SELECTION:
** START **

The green line shows the overall United States Homicide Rate in Homicides per Million Americans. The homicide rate is usually quoted as homicides per 100,000 (100K). Per million is used to make the scale comparable to the other key data series in the plot. The overall murder rate doubles during this period, dropping back to historical levels in the 1990’s as executions rose back to late 1950, early 1960s levels.
The light blue bars show the proven victims of named serial killers from the Wikipedia list. The shorter dark blue bars show the number of active named serial killers. The list often gives a range of years when the killer was active, e.g. 1982-1986. The proven victims and the serial killer are assigned to the mid-point of the range for simplicity, e.g. 1984. The number of active serial killers by year, defined in this way, is inversely correlated with the execution rate: more executions, fewer serial killers.
The yellow bars show the number of victims of mass shootings from Wikipedia’s List of mass shootings in the United States (data tables downloaded on August 24, 2022). The number of mass shooting victims has climbed as the number of executions has dropped since the 1998 peak while the number of serial killer victims has remained low.
The plot below shows the US named serial killer proven victims per year versus the execution rate, executions per 150 million Americans. We can see that the maximum number of proven victims drops exponentially with the execution rate. At low execution rates, there is significant unexplained variation in the number — suggestion other factors at play when executions are rare or nonexistent.
The plot below shows the US Murder Victims per 100,000 Americans per year versus the execution rate, again executions for 150 million Americans. We can see the murder rate drops exponentially with the execution rate. Again, at low execution rates, there is significant unexplained variation indicating other factors than the execution rate play a role when executions are rare or non existent. R**2, known as “R squared” is the coefficient of determination and is roughly the fraction of variation in the data explained by the model.
There appears to be a strong relationship between the execution rate and the number of murders — both the general murder rate and the serial killer murder rate. Both popular news and academic articles often claim mystification as to both the reasons for the sharp late 1960’s rise in murders compared to the historical 1950s, early 1960’s levels and similarly the dramatic drop in murders in the 1990s. It is true that the execution rate is probably highly correlated with other “tough on crime” measures over time.
Alternative Theories
Nonetheless, there are several prominent attempts to explain the sharp drop in murders in the 1990s without crediting any “tough on crime” policies, let alone the execution rate.

** END **

DATA ENTRIES:
** START **

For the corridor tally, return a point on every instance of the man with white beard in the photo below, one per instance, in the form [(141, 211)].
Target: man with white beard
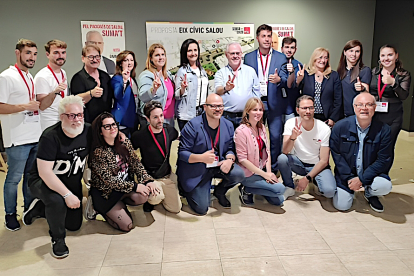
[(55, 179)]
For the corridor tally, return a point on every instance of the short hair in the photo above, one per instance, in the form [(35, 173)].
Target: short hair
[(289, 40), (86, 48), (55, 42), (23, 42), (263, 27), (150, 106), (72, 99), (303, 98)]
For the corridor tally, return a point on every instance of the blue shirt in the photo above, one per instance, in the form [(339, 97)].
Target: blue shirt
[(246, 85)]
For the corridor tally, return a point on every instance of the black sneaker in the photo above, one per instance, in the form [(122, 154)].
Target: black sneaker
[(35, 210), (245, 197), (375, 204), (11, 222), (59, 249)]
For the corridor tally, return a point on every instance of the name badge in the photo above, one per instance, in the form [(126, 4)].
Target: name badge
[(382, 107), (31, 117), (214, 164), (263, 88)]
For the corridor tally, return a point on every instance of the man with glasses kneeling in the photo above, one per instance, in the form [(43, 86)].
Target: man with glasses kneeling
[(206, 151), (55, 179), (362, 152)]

** END **
** START **

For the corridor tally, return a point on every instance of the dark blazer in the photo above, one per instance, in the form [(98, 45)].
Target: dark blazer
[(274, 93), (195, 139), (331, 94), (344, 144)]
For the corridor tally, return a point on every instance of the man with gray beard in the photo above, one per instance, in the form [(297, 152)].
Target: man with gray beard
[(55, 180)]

** END **
** START **

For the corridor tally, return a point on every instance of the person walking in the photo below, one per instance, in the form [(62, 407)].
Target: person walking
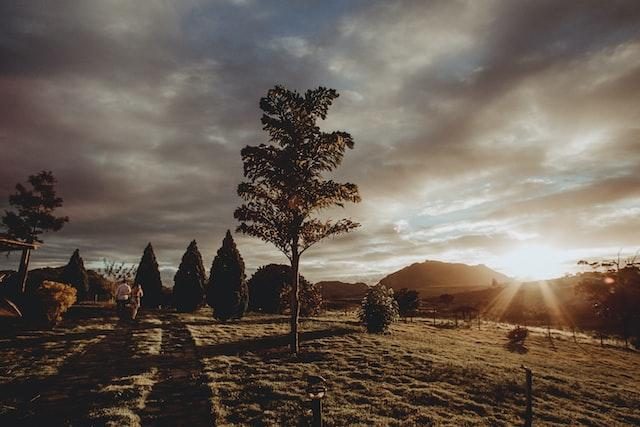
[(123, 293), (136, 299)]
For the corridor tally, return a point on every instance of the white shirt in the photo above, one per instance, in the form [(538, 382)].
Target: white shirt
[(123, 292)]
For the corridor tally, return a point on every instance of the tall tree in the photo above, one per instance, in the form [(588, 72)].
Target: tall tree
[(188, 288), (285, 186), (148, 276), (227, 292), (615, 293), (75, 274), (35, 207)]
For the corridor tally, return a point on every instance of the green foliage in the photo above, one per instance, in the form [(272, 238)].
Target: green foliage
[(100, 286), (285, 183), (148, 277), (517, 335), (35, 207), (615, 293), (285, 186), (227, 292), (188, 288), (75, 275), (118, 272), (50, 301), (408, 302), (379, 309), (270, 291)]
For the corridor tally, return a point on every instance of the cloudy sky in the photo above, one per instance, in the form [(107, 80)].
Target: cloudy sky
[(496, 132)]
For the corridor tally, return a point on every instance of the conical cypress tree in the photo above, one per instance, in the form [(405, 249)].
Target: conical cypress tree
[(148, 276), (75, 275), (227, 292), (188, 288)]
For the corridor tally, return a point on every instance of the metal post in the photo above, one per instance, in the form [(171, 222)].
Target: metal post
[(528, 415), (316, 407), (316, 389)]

** END **

TASK LIST:
1: Render this sentence from the passage on murder and execution rates in Spanish: "The light blue bars show the proven victims of named serial killers from the Wikipedia list."
2: Quote, word for word, the part of the passage on murder and execution rates that opens with the words containing "The light blue" and closes with "has remained low.".
3: Please write what comes next in the passage on murder and execution rates, picking up after its last sentence.
The records are separate material and have no connection to the passage on murder and execution rates.

TASK-BY-TASK OUTPUTS:
1: Las barras de color azul claro muestran las víctimas comprobadas de asesinos en serie identificados de la lista de Wikipedia.

2:
The light blue bars show the proven victims of named serial killers from the Wikipedia list. The shorter dark blue bars show the number of active named serial killers. The list often gives a range of years when the killer was active, e.g. 1982-1986. The proven victims and the serial killer are assigned to the mid-point of the range for simplicity, e.g. 1984. The number of active serial killers by year, defined in this way, is inversely correlated with the execution rate: more executions, fewer serial killers.
The yellow bars show the number of victims of mass shootings from Wikipedia’s List of mass shootings in the United States (data tables downloaded on August 24, 2022). The number of mass shooting victims has climbed as the number of executions has dropped since the 1998 peak while the number of serial killer victims has remained low.

3:
One attempt to explain the drop in the general murder rate in the 1990s is the removal of lead paint and piping in poor — often Black areas — and yet this would probably have been an even more serious problem in the 1950s and early 1960s when murder rates and serial murder rates were quite low. Most named serial killers are white, not Black. Contrary to old claims from the FBI, some serial killers are Black, but white serial killers still dominate the statistics. Yet serial killer murders declined as well in the 1990s as the execution rate climbed to the 1998 peak.
Here, for example, is a 2004 article by Steven D. Levitt ruling out increased use of capital punishment as the cause of the 1990s decline in murders. He claims:
“given the rarity of with which executions are carried out in this country and the long delays in doing so, a rational criminal should not be deterred by the threat of execution” (emphasis added)
This is a rather odd statement for a scientific data analysis where one ought to look at empirical data. Who said murderers are rational? Most serial killers are not rational as normally defined. They are often found legally sane which is a narrower concept than common notions of rationality. Indeed the historical data suggests relatively low levels of execution have deterred both highly irrational serial killers and presumably somewhat more rational ordinary murderers.
The Conspiracy Question
The stereotype of serial killers is that they are lone nuts. However the Wikipedia list of US serial killers actually lists at least 57 serial killers active between 1950 and 2020 with an accomplice or accomplices in the Notes section out of 553 active serial killers for a total of 89 killers including the accomplices. This is about 10.3% (57/553) to 16.09% (89/553) of the serial killers depending on how one counts accomplices. In common usage, the murders are the work of a conspiracy: two or more perpetrators.
The list appears to identify only accomplices convicted in court cases. For example, there was strong forensic and eyewitness evidence that Randy Kraft, one of the three seemingly independent California “Freeway Killers” of the 70s and 80s, had at least one accomplice. Police suspected one of his roommates but were unable to find enough evidence or secure a confession. The Wikipedia list does not mention any accomplices for Randy Kraft. Thus, the list probably understates the number of cases with actual accomplices.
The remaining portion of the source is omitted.